__ABOUT THIS TASK__: Please return every line of the material verbatim and skip any images.

__SOURCE DATA__:
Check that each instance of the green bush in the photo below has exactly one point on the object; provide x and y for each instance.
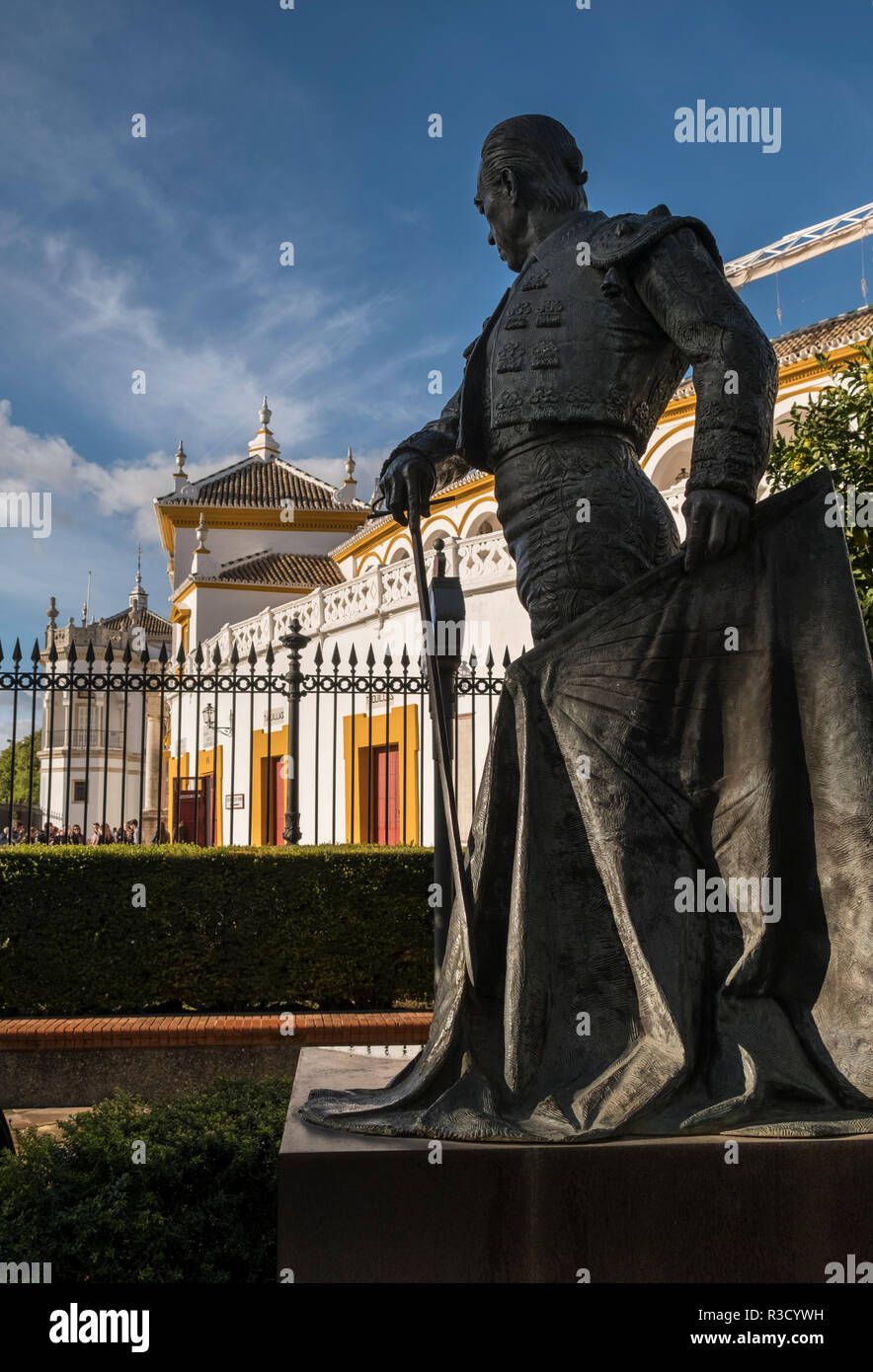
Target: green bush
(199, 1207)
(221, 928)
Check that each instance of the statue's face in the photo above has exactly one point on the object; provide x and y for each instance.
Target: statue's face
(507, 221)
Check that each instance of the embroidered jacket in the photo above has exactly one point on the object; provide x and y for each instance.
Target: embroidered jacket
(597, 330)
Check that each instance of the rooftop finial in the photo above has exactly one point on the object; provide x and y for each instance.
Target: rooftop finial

__OUTPUT FOR THIS TASK__:
Check that each instance of the green bush in the photo below has exactly one point on the object; provide x and y for each instance.
Target: green bush
(199, 1207)
(221, 928)
Check that each instance of the statue's face in the photo above has exactly one point on the object; provide x and y for each instance.
Target: statue's face
(507, 221)
Check that each instance of the embroidered jacket in the photo above has exactly one point on the object; provide x and y for each instance.
Target: embroidered jacket
(597, 330)
Check that each instance of the rooftop finial in the photo above has exactly one point on the object; provide x and y for each instance.
Target: rooftop finial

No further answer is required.